Task objective: Please take the lines from the one holding "For the audit, pick out each instance of the grassy" through the one holding "Target: winglet" in the data below and copy them exactly.

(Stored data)

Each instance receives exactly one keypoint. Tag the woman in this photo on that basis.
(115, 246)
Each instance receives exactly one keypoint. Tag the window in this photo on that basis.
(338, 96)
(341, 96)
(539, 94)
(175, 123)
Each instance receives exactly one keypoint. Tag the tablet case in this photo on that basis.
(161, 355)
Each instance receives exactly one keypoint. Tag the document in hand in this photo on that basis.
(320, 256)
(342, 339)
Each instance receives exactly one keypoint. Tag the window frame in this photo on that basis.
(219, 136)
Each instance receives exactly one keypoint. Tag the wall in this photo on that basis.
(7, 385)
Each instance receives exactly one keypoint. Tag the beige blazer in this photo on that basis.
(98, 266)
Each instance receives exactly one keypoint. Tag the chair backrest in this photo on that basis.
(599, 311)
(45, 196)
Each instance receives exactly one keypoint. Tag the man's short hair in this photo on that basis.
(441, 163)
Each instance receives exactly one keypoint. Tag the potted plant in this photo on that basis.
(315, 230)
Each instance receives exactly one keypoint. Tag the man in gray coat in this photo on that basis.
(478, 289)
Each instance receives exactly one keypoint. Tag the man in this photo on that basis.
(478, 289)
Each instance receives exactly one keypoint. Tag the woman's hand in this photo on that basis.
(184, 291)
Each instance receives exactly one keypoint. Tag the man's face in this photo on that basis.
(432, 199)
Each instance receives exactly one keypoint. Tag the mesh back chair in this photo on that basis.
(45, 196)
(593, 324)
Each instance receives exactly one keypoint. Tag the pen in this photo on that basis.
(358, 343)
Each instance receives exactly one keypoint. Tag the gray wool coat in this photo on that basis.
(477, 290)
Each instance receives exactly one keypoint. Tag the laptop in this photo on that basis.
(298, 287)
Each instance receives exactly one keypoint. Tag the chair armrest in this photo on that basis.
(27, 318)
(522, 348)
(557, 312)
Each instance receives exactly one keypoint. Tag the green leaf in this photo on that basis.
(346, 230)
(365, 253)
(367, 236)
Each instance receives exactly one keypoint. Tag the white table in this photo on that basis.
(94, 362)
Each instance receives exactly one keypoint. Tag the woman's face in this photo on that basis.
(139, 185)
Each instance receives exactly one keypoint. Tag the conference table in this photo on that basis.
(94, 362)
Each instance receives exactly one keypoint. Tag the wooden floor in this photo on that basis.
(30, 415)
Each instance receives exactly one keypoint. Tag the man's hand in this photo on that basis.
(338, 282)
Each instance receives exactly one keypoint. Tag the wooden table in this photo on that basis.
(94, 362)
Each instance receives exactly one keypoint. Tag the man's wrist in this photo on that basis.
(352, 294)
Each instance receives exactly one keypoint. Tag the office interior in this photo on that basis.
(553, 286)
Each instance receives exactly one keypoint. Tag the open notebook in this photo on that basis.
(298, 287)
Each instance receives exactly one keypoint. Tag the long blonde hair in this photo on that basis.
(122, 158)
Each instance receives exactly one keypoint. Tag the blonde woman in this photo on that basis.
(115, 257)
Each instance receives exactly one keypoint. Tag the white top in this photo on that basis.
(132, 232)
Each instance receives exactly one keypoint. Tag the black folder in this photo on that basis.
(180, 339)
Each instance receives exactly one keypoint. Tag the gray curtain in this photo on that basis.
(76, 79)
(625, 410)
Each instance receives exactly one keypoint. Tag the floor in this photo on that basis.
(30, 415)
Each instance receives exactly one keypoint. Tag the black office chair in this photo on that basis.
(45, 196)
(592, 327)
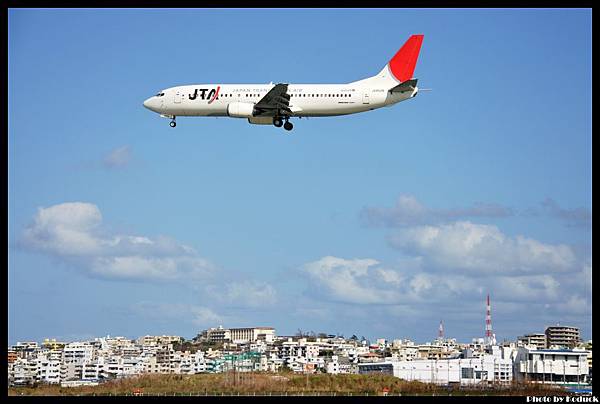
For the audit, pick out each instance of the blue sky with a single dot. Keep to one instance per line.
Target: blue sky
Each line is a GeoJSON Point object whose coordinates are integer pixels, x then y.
{"type": "Point", "coordinates": [378, 224]}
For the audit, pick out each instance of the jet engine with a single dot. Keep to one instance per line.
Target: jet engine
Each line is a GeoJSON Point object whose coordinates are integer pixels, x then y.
{"type": "Point", "coordinates": [240, 110]}
{"type": "Point", "coordinates": [261, 120]}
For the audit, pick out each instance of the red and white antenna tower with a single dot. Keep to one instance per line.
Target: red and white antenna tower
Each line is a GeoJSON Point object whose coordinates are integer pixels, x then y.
{"type": "Point", "coordinates": [489, 337]}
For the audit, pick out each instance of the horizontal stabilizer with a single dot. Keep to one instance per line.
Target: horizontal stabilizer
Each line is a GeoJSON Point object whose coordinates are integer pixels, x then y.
{"type": "Point", "coordinates": [408, 85]}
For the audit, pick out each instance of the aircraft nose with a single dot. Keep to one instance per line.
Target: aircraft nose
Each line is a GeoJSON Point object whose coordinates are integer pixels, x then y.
{"type": "Point", "coordinates": [148, 103]}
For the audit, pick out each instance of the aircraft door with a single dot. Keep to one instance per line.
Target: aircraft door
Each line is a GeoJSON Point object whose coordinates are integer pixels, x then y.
{"type": "Point", "coordinates": [177, 98]}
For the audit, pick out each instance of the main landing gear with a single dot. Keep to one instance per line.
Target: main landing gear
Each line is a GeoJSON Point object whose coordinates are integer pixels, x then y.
{"type": "Point", "coordinates": [278, 123]}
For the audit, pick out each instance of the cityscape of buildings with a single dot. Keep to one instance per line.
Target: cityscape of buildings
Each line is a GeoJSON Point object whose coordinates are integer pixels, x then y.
{"type": "Point", "coordinates": [557, 356]}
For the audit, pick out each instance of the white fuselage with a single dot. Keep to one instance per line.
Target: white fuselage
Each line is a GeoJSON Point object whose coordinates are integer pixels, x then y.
{"type": "Point", "coordinates": [306, 100]}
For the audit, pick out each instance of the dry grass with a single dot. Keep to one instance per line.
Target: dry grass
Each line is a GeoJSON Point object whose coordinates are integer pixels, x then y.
{"type": "Point", "coordinates": [271, 383]}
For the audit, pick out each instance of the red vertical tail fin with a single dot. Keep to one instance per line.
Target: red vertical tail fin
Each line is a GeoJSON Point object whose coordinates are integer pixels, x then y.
{"type": "Point", "coordinates": [402, 65]}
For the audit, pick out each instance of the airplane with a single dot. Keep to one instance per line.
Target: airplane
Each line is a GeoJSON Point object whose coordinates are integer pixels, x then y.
{"type": "Point", "coordinates": [275, 104]}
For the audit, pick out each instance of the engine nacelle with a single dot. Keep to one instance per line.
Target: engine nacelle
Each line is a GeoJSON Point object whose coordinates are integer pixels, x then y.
{"type": "Point", "coordinates": [261, 120]}
{"type": "Point", "coordinates": [240, 110]}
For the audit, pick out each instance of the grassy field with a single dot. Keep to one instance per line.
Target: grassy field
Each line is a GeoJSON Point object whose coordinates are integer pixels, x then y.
{"type": "Point", "coordinates": [271, 384]}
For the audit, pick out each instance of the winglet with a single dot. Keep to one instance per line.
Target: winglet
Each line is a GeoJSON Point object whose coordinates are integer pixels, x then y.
{"type": "Point", "coordinates": [402, 65]}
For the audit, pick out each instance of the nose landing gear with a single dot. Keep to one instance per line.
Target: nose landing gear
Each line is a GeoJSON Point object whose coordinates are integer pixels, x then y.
{"type": "Point", "coordinates": [278, 122]}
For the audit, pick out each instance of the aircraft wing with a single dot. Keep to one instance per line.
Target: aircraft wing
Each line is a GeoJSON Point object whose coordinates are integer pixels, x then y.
{"type": "Point", "coordinates": [275, 102]}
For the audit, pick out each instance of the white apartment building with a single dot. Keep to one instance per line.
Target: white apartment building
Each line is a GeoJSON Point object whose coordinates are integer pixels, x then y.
{"type": "Point", "coordinates": [553, 366]}
{"type": "Point", "coordinates": [252, 334]}
{"type": "Point", "coordinates": [78, 353]}
{"type": "Point", "coordinates": [48, 371]}
{"type": "Point", "coordinates": [468, 371]}
{"type": "Point", "coordinates": [537, 341]}
{"type": "Point", "coordinates": [24, 372]}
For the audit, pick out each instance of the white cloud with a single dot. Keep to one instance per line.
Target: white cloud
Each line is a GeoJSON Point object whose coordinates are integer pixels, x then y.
{"type": "Point", "coordinates": [118, 157]}
{"type": "Point", "coordinates": [409, 211]}
{"type": "Point", "coordinates": [244, 293]}
{"type": "Point", "coordinates": [479, 249]}
{"type": "Point", "coordinates": [72, 232]}
{"type": "Point", "coordinates": [577, 217]}
{"type": "Point", "coordinates": [201, 316]}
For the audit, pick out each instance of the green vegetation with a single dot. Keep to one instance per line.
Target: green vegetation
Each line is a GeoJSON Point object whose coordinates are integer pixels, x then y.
{"type": "Point", "coordinates": [274, 383]}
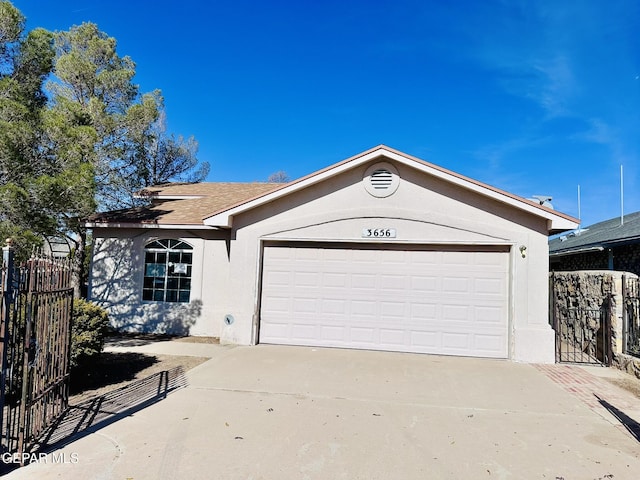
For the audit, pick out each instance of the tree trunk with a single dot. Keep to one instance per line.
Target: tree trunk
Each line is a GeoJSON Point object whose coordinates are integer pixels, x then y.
{"type": "Point", "coordinates": [78, 256]}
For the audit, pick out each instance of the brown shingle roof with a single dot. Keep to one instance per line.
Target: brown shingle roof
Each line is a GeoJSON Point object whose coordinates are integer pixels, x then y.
{"type": "Point", "coordinates": [210, 197]}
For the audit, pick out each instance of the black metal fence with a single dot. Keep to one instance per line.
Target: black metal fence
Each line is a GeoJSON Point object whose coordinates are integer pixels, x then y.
{"type": "Point", "coordinates": [35, 332]}
{"type": "Point", "coordinates": [631, 316]}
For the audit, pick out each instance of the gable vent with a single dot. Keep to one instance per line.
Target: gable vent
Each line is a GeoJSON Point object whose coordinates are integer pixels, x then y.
{"type": "Point", "coordinates": [381, 180]}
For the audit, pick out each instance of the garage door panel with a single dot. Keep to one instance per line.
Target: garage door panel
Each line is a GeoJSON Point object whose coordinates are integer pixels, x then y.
{"type": "Point", "coordinates": [447, 302]}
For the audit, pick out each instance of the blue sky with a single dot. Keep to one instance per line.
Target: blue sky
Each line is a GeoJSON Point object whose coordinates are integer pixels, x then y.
{"type": "Point", "coordinates": [533, 97]}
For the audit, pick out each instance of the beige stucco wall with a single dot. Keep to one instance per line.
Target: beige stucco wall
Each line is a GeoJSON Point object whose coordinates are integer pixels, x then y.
{"type": "Point", "coordinates": [422, 210]}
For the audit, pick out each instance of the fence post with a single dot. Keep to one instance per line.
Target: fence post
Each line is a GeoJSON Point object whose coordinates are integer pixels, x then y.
{"type": "Point", "coordinates": [6, 304]}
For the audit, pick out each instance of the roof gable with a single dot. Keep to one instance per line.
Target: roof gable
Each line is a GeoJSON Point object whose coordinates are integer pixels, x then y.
{"type": "Point", "coordinates": [556, 221]}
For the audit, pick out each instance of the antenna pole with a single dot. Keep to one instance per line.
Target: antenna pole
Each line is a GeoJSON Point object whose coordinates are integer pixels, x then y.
{"type": "Point", "coordinates": [579, 212]}
{"type": "Point", "coordinates": [621, 195]}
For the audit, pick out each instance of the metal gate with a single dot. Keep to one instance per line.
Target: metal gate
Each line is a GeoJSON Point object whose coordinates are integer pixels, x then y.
{"type": "Point", "coordinates": [35, 330]}
{"type": "Point", "coordinates": [631, 315]}
{"type": "Point", "coordinates": [584, 335]}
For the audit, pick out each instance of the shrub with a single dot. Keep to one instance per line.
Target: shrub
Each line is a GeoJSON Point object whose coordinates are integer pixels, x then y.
{"type": "Point", "coordinates": [89, 326]}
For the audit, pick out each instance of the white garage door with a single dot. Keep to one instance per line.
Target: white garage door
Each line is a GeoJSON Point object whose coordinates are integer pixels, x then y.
{"type": "Point", "coordinates": [442, 301]}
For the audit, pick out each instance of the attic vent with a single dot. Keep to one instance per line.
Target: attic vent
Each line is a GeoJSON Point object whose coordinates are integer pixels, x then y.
{"type": "Point", "coordinates": [381, 180]}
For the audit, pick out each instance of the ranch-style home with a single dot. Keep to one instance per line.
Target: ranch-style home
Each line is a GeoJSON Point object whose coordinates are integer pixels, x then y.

Task solution:
For the audit, pick out each instance of the grassy field with a single dot. Keep to one instance per line.
Target: grassy field
Each line is a GeoJSON Point object whose coordinates are integer pixels, x then y.
{"type": "Point", "coordinates": [271, 384]}
For the audit, pick out each instance of the winglet with a single dot. Keep to one instance per line.
Target: winglet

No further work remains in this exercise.